**Directions for this task:**
Lines holding the word "twig" are the ones to copy from the data below.

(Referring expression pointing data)
::::
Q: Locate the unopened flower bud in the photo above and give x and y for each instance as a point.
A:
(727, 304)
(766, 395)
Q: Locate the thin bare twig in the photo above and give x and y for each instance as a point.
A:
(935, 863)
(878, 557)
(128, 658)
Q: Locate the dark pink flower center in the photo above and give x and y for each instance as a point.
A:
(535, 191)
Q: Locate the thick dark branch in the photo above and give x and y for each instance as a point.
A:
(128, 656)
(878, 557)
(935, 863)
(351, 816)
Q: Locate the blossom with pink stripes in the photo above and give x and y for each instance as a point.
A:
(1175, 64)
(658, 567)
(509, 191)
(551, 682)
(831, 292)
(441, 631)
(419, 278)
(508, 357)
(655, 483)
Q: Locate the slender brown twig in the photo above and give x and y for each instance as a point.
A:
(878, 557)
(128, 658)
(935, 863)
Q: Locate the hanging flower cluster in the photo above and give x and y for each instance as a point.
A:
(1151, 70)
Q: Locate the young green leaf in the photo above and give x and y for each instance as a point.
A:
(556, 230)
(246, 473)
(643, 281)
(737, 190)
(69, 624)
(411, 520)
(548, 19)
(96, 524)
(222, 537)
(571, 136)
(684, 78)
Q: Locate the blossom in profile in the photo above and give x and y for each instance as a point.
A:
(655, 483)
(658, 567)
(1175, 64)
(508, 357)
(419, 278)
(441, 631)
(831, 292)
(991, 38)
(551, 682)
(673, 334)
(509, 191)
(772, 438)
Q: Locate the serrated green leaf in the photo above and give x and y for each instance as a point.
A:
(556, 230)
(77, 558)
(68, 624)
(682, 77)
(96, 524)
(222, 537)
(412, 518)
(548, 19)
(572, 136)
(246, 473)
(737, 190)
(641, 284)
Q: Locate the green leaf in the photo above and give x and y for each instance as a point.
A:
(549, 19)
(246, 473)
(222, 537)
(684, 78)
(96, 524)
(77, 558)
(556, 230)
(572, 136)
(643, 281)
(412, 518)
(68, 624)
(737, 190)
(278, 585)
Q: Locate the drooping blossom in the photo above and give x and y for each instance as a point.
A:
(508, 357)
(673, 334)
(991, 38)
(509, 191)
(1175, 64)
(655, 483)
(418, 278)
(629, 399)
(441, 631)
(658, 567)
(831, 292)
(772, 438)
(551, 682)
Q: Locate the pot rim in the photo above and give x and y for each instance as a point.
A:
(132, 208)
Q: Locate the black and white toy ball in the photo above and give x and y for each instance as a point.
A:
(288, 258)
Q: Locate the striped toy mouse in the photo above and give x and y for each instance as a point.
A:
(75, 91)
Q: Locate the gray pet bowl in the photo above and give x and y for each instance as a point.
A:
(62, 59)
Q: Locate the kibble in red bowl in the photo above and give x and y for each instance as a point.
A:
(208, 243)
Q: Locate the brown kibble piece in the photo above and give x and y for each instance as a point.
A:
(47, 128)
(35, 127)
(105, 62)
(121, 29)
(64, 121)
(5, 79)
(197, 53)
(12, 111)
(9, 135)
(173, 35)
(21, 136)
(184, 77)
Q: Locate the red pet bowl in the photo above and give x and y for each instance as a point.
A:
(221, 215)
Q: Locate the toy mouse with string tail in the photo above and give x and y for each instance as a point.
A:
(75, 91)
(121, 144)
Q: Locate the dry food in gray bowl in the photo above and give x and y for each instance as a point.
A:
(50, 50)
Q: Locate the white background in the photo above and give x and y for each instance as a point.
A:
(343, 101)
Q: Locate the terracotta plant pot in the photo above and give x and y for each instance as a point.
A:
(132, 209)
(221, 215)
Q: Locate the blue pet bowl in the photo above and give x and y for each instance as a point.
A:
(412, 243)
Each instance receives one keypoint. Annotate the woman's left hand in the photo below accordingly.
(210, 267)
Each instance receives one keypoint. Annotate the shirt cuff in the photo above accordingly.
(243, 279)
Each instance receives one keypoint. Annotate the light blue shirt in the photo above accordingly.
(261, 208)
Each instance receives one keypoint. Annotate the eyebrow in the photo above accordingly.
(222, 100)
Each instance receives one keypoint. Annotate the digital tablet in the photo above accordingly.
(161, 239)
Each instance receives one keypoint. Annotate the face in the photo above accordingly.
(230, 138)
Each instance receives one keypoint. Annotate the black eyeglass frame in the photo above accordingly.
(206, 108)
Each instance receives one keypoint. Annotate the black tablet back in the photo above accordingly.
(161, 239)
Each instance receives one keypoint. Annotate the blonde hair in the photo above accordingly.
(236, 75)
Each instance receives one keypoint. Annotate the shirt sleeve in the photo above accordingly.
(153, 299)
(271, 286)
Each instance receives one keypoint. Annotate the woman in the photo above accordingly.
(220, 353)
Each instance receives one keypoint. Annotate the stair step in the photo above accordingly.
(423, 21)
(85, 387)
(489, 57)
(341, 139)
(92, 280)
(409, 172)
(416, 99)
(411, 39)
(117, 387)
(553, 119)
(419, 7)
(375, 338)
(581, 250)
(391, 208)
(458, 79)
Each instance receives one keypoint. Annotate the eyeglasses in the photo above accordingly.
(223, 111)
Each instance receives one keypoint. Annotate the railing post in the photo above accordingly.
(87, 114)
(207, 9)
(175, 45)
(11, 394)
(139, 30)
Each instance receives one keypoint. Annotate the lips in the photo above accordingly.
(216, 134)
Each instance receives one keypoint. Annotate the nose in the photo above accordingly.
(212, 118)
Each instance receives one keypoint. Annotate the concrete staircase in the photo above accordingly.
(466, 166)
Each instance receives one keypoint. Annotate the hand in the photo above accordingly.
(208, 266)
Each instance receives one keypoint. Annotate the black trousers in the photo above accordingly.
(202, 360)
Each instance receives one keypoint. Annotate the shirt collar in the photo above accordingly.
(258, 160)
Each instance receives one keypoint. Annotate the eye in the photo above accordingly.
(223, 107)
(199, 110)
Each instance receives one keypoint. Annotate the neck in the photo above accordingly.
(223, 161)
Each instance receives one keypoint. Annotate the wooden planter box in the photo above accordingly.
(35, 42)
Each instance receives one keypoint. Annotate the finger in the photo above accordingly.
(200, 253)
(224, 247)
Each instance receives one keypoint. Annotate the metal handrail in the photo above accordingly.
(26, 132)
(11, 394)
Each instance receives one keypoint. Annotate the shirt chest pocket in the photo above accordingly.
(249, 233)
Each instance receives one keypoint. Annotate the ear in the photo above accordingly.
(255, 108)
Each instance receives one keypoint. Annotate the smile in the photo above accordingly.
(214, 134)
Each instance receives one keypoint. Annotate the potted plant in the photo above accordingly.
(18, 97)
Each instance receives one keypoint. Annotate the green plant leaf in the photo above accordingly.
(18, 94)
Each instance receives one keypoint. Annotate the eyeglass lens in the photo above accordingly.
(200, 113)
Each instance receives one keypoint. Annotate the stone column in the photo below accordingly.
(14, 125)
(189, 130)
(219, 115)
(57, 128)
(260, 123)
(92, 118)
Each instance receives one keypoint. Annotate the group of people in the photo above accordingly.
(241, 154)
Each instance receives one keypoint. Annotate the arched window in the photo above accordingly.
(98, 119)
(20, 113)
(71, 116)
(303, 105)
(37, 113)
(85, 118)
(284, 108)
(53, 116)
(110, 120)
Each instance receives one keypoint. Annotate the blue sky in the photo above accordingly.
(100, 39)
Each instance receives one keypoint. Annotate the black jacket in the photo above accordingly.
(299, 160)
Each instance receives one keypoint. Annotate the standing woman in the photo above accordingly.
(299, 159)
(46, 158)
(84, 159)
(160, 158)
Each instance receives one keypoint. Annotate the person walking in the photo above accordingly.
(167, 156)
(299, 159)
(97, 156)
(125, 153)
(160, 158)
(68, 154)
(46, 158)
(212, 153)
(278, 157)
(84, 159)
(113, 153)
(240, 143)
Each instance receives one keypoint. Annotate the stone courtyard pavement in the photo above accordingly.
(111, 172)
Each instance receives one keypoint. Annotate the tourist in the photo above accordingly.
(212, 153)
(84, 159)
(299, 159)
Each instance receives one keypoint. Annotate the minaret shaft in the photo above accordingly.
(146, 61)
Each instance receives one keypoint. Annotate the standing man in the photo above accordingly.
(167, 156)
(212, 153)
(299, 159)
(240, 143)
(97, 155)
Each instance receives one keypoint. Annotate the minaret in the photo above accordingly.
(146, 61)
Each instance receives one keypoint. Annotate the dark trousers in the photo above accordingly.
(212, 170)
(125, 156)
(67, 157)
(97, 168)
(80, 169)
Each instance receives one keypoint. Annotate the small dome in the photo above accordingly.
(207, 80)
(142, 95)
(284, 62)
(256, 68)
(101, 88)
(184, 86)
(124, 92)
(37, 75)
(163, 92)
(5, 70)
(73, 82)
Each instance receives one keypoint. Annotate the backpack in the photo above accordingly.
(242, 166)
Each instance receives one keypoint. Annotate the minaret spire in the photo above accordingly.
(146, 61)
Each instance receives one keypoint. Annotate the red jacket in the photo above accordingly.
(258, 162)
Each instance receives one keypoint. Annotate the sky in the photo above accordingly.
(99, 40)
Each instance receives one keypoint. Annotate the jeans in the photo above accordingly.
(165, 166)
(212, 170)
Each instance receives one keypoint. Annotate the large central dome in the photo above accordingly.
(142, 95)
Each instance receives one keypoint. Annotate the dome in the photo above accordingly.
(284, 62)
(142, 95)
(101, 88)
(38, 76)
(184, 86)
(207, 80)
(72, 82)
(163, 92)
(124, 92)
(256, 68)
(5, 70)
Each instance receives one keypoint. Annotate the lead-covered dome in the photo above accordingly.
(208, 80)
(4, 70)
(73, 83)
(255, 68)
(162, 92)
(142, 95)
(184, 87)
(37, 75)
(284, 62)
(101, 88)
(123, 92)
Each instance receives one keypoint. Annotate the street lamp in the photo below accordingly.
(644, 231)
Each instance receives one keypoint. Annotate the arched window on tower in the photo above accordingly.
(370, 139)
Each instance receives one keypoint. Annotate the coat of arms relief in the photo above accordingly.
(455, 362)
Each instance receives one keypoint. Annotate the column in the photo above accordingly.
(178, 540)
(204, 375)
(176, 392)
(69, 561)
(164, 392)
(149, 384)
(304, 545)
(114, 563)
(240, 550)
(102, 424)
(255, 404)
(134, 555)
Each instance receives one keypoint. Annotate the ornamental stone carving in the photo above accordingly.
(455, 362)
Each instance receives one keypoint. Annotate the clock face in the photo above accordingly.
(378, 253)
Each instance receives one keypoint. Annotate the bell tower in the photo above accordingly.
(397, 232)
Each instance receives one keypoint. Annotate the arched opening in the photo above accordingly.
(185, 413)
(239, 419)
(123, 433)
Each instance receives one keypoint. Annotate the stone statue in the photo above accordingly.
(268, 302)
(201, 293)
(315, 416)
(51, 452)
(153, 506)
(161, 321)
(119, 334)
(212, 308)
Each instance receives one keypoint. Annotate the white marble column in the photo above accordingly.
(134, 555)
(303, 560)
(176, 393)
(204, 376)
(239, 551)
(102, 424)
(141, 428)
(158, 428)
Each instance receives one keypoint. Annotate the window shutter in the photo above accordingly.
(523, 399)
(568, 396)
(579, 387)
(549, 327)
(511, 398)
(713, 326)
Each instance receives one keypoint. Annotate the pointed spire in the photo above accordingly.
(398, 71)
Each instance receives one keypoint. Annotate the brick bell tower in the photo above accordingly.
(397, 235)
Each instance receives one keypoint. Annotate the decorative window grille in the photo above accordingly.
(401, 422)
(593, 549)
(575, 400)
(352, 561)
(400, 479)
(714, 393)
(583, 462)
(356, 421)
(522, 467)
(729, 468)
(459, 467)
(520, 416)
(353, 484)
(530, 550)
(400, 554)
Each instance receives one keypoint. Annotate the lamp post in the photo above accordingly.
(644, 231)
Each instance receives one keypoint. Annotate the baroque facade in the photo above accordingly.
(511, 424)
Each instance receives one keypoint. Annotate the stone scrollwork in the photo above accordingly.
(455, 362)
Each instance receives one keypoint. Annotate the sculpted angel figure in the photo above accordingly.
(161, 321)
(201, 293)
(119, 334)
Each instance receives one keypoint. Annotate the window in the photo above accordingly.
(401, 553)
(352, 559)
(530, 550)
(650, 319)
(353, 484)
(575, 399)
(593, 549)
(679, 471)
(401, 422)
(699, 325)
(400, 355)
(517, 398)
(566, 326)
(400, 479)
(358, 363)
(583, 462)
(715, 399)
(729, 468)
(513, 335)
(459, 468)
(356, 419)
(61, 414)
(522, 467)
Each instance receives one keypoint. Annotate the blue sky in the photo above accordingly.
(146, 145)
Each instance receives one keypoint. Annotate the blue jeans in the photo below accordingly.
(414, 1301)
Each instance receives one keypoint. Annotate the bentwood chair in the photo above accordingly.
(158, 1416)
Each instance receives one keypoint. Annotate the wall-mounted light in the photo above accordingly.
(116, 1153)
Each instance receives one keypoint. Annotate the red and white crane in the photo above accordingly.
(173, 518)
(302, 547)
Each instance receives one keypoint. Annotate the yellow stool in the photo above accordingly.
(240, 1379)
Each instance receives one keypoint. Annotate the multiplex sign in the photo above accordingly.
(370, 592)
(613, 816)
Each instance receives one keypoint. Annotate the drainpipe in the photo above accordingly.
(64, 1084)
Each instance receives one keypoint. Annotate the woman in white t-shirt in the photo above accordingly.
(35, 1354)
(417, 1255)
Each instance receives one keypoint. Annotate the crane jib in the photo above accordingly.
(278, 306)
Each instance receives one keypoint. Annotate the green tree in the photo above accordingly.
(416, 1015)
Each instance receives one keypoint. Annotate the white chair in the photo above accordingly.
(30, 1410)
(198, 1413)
::::
**Output below:**
Q: Locate the thin bare twig in the photo above and give x and y for each instance as a point.
Q: Locate the slender brown twig in the photo above and give x and y for each instance as a point.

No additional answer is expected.